-- Exercise prompt --
Write out all the data again, swapping every "Quickstart" for "Overview" and keeping everything else the same. Leave the pictures out of your answer.

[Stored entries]
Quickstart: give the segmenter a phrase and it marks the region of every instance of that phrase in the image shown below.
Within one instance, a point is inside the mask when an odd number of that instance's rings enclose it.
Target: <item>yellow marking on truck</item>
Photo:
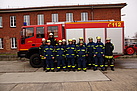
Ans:
[[[32,41],[28,41],[28,43],[30,43],[30,42],[32,42]]]
[[[28,50],[28,49],[20,49],[20,51],[26,51],[26,50]]]

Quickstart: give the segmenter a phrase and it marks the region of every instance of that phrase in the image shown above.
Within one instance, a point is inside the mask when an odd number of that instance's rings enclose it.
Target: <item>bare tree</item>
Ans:
[[[133,38],[137,38],[137,32],[135,33],[135,35],[133,36]]]

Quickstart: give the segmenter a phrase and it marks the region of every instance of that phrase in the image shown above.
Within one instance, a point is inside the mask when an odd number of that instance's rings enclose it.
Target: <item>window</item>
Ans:
[[[16,27],[16,16],[10,16],[10,27]]]
[[[53,33],[54,37],[58,37],[58,26],[49,26],[48,34]]]
[[[24,25],[30,25],[30,15],[24,15]]]
[[[2,27],[2,17],[0,16],[0,27]]]
[[[81,13],[81,21],[88,21],[88,13],[87,12]]]
[[[37,35],[36,35],[37,38],[44,38],[45,37],[44,36],[44,27],[37,27],[36,32],[37,32]]]
[[[34,28],[26,28],[23,29],[23,31],[25,31],[24,33],[26,33],[25,38],[30,38],[34,36]]]
[[[3,38],[0,38],[0,49],[3,49]]]
[[[66,13],[66,21],[73,21],[73,13]]]
[[[43,25],[44,24],[44,14],[39,14],[38,15],[38,25]]]
[[[52,22],[58,22],[58,14],[52,14]]]
[[[11,38],[11,48],[12,49],[16,49],[17,48],[16,38]]]

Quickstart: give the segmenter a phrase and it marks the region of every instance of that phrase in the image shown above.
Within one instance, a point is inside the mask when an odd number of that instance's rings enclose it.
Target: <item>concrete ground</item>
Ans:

-- Reply --
Overview: give the segmenter a phrase and it marks the region of every instance of that phrase in the image shown below.
Within one instance, a point is inside the mask when an odd number of that instance's rings enclose it.
Target: <item>yellow marking on truck</item>
Photo:
Ans:
[[[32,41],[28,41],[28,43],[30,43],[30,42],[32,42]]]
[[[28,50],[28,49],[20,49],[20,51],[26,51],[26,50]]]

Overview: give the segmenter a phrase and it marks the region of every instance of that phrase in the image shown above.
Within one instance, a point is inside the mask when an odd number of that instance's rings enclose it.
Target: <item>bare tree</item>
Ans:
[[[133,38],[137,38],[137,32],[135,33],[135,35],[133,36]]]

Overview: give the segmenter a phrase and it marks the region of every instance of that phrase in the image shown above.
Within one instance, a point is inside the mask when an odd number of that instance's rings enclose it.
Target: <item>window</item>
Ans:
[[[16,27],[16,16],[10,16],[10,27]]]
[[[53,33],[54,37],[58,37],[58,26],[49,26],[48,34]]]
[[[24,25],[30,25],[30,15],[24,15]]]
[[[2,27],[2,17],[0,16],[0,27]]]
[[[81,13],[81,21],[88,21],[88,13],[87,12]]]
[[[37,35],[36,35],[37,38],[44,38],[45,37],[44,36],[44,27],[37,27],[36,32],[37,32]]]
[[[34,28],[26,28],[23,29],[23,31],[25,31],[24,33],[26,33],[25,38],[30,38],[34,36]]]
[[[3,38],[0,38],[0,49],[3,49]]]
[[[66,13],[66,21],[73,21],[73,13]]]
[[[43,25],[44,24],[44,14],[39,14],[38,15],[38,25]]]
[[[52,22],[58,22],[58,14],[52,14]]]
[[[11,38],[11,48],[12,49],[16,49],[17,48],[16,38]]]

Overview: give the segmenter a phrase and it marks the region of every instance of that phrase in the image shown above.
Within one instance, a point is inside the mask when an odd number of that instance's rings enclose it.
Target: <item>concrete ground</item>
Ans:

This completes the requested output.